====== Data lines
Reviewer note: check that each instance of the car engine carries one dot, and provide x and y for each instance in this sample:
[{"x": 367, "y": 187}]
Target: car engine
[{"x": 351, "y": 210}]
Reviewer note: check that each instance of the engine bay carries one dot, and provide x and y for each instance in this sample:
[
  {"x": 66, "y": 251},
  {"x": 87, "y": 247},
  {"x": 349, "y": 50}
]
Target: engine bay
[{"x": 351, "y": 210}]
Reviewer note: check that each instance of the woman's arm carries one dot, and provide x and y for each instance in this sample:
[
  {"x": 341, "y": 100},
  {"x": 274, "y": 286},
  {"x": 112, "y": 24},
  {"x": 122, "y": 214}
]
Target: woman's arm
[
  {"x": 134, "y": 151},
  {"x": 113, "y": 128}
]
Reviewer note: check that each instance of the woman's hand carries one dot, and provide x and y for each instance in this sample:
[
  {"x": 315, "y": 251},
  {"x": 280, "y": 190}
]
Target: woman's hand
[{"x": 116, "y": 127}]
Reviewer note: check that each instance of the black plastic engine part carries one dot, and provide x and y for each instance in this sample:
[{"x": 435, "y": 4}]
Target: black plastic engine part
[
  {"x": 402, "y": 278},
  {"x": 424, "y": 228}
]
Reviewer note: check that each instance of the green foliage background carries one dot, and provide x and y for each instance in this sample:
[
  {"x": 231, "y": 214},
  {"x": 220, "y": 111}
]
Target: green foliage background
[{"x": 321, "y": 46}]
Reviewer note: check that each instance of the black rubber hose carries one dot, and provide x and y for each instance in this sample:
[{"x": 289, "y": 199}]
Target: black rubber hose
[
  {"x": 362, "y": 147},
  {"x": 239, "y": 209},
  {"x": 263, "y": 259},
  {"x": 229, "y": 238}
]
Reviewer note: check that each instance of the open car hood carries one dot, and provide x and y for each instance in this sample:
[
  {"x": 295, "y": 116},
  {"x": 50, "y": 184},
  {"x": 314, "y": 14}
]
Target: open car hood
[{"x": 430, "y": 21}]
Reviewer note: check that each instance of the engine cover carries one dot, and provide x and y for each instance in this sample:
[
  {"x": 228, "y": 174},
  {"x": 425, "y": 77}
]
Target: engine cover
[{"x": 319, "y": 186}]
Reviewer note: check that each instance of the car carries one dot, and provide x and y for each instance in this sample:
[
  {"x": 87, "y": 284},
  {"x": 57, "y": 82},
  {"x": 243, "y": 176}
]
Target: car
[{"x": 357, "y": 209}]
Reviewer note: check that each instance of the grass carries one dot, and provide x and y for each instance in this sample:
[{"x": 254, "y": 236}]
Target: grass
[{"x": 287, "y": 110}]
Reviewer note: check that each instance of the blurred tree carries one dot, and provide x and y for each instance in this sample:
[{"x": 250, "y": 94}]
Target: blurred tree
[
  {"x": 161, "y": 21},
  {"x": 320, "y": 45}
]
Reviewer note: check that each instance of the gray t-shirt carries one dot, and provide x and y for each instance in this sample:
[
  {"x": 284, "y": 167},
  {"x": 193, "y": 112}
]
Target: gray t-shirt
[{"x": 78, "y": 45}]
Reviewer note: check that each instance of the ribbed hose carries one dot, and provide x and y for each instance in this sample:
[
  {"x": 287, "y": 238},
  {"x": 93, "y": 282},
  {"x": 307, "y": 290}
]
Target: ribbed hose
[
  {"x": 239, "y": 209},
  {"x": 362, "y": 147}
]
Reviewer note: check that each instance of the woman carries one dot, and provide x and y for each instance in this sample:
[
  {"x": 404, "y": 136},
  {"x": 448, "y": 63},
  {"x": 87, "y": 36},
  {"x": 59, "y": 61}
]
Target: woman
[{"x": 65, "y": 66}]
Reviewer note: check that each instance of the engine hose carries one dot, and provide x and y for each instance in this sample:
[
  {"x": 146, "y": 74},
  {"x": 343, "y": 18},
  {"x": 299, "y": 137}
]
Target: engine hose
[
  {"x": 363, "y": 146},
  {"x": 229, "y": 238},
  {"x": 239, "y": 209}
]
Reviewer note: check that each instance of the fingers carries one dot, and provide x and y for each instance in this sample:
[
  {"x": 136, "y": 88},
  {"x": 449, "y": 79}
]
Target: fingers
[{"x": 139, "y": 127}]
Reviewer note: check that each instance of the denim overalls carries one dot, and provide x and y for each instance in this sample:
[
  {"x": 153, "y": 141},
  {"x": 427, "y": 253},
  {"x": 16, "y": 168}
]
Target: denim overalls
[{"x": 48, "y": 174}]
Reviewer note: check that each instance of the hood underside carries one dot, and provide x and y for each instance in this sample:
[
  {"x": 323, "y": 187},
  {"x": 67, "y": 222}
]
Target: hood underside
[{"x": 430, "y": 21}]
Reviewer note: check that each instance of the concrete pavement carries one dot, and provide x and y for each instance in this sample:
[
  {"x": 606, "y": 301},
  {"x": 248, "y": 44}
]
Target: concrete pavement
============
## Set problem
Please write out all of the data above again, every line without any change.

## Result
Reviewer note: check that each instance of the car engine carries one dot, and provide x and y for each instance in this sample:
[{"x": 367, "y": 187}]
Target: car engine
[{"x": 351, "y": 210}]
Reviewer note: check that each instance of the engine bay carries one dot, and provide x and y for each instance in this sample:
[
  {"x": 66, "y": 251},
  {"x": 87, "y": 247},
  {"x": 349, "y": 50}
]
Target: engine bay
[{"x": 351, "y": 210}]
Reviewer note: check that each instance of the woman's arm carries one dot, and provide x and y for each instance in this sample:
[
  {"x": 341, "y": 100},
  {"x": 274, "y": 286},
  {"x": 112, "y": 24},
  {"x": 122, "y": 214}
]
Target: woman's arm
[
  {"x": 134, "y": 151},
  {"x": 113, "y": 128}
]
Reviewer note: check that each instance of the woman's hand carries one dot, and provide x and y for each instance in this sample:
[
  {"x": 315, "y": 251},
  {"x": 280, "y": 190}
]
Target: woman's hand
[{"x": 116, "y": 127}]
Reviewer note: check that each instance of the black plastic engine part carries one dot, and provide x and y for each instance in this sample:
[{"x": 435, "y": 4}]
Target: black plastic engine part
[
  {"x": 402, "y": 278},
  {"x": 424, "y": 228}
]
Reviewer note: check that each instance of the green foliage background carries one dot, and provide x and y for each instance in this sample:
[
  {"x": 231, "y": 214},
  {"x": 220, "y": 111}
]
Target: green foliage background
[{"x": 321, "y": 46}]
Reviewer note: check that each instance of the black rubber hose carries one dot, and provide x and y for each instance in this sample:
[{"x": 289, "y": 199}]
Target: black rubber hose
[
  {"x": 362, "y": 147},
  {"x": 239, "y": 209},
  {"x": 263, "y": 259},
  {"x": 229, "y": 238}
]
Reviewer note: check that each instance of the open car hood carries one dot, and provide x and y for each instance in this sample:
[
  {"x": 295, "y": 116},
  {"x": 50, "y": 184},
  {"x": 314, "y": 14}
]
Target: open car hood
[{"x": 430, "y": 21}]
Reviewer note: check that each instance of the engine cover carries one dot, and provide x and y for each instance in this sample:
[
  {"x": 228, "y": 174},
  {"x": 425, "y": 77}
]
Target: engine cover
[{"x": 319, "y": 186}]
Reviewer note: check that each instance of the car carries one dot, and provide x and y for each instance in this sample:
[
  {"x": 87, "y": 284},
  {"x": 57, "y": 82},
  {"x": 243, "y": 176}
]
Target: car
[{"x": 357, "y": 209}]
Reviewer note: check that each instance of the grass carries one dot, and provide x and y for each instance in this sample:
[{"x": 254, "y": 236}]
Target: grass
[{"x": 287, "y": 110}]
Reviewer note: check that each instance of the blurred tree carries one dot, and provide x and y for each instance in this sample:
[{"x": 250, "y": 94}]
Target: blurred tree
[
  {"x": 161, "y": 21},
  {"x": 320, "y": 45}
]
Reviewer note: check that each instance of the gray t-shirt carries one dot, and provide x and y for each instance in this sample:
[
  {"x": 284, "y": 167},
  {"x": 193, "y": 112}
]
Target: gray t-shirt
[{"x": 78, "y": 45}]
Reviewer note: check that each instance of the ribbed hose carries one dot, and provide x and y for each instance in this sample:
[
  {"x": 287, "y": 238},
  {"x": 93, "y": 282},
  {"x": 307, "y": 290}
]
Target: ribbed hose
[
  {"x": 239, "y": 209},
  {"x": 362, "y": 147}
]
Reviewer note: check that each instance of the woman carries one dot, and provide x and y for each instance in this sample:
[
  {"x": 404, "y": 136},
  {"x": 448, "y": 63},
  {"x": 87, "y": 36},
  {"x": 59, "y": 61}
]
Target: woman
[{"x": 65, "y": 66}]
Reviewer note: check that each instance of the engine hose carries one dot, and provide x and y for each instance in this sample:
[
  {"x": 146, "y": 74},
  {"x": 343, "y": 18},
  {"x": 299, "y": 137}
]
Target: engine hose
[
  {"x": 363, "y": 146},
  {"x": 229, "y": 238},
  {"x": 239, "y": 209}
]
Reviewer note: check that each instance of the fingers carries one dot, and provide x and y for each instance in this sample:
[
  {"x": 136, "y": 88},
  {"x": 449, "y": 79}
]
Target: fingers
[{"x": 139, "y": 127}]
Reviewer note: check that each instance of the denim overalls carries one dot, and provide x and y for each instance in this sample:
[
  {"x": 153, "y": 141},
  {"x": 427, "y": 253},
  {"x": 16, "y": 168}
]
Target: denim overalls
[{"x": 48, "y": 174}]
Reviewer note: check that each instance of the hood underside carries one dot, and provide x and y for each instance in this sample:
[
  {"x": 323, "y": 187},
  {"x": 67, "y": 222}
]
Target: hood underside
[{"x": 430, "y": 21}]
Reviewer note: check that each instance of the concrete pavement carries one dot, and provide x and y for each instance in this sample:
[
  {"x": 606, "y": 301},
  {"x": 248, "y": 44}
]
Target: concrete pavement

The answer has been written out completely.